Objective
Rewrite the data starting at the line containing "the yellow bucket" and ending at the line containing "<point>604,344</point>", switching "empty space" to "the background" and keeping everything else identical.

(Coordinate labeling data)
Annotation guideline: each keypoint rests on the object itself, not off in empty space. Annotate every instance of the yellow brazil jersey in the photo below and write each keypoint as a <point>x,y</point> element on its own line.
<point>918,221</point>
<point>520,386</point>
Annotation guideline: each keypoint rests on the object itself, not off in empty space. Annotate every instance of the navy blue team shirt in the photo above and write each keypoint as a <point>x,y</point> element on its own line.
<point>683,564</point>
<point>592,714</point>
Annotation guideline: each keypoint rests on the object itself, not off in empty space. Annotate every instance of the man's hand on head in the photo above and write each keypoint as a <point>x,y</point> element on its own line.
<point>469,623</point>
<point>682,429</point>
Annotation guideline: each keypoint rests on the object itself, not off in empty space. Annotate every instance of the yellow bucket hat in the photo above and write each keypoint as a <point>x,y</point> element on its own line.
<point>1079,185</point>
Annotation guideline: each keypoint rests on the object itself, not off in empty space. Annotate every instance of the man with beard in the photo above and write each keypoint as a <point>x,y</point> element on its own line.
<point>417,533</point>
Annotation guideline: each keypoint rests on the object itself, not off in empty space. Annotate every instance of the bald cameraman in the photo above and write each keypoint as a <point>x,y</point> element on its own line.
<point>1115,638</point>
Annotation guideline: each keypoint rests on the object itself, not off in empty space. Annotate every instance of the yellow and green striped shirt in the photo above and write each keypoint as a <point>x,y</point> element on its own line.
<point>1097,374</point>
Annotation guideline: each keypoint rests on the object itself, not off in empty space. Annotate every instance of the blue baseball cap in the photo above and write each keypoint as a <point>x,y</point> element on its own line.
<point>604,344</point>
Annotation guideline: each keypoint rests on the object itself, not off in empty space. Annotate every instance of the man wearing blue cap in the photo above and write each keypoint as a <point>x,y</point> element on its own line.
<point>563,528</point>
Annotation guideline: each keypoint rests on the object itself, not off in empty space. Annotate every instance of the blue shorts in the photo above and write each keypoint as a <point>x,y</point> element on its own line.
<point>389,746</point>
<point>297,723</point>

Response to this exercise
Annotation guideline: each keypoint rests on the object itself, not off in the background. Annotate every instance of the yellow bucket hat in the photo above and write each keypoint as a <point>x,y</point> element on its own line.
<point>1079,185</point>
Annotation guideline: each keypoint rests on the object itself, not off in the background. Annotate every instance of the man with beard in the photo above and write each keypoint as a <point>x,y</point> element on its own line.
<point>417,533</point>
Annotation guideline: each keypoint rests on the object itself, not off in the background. Annotate every instance of the bald cameraman in the photo above and write each keypoint as a <point>x,y</point> element on its own line.
<point>1115,638</point>
Annotation guideline: each keypoint rests on the object itself, not off in the background. Annotate every instance of the yellow and green striped shirt in the photo above and write each keypoint as a <point>x,y</point> element on its own line.
<point>1097,374</point>
Annotation guideline: each keypoint rests on the object itself, not off in the background. Annotate every instance of the blue baseball cap in the photo above and write each keypoint as a <point>x,y</point> element on its own line.
<point>604,344</point>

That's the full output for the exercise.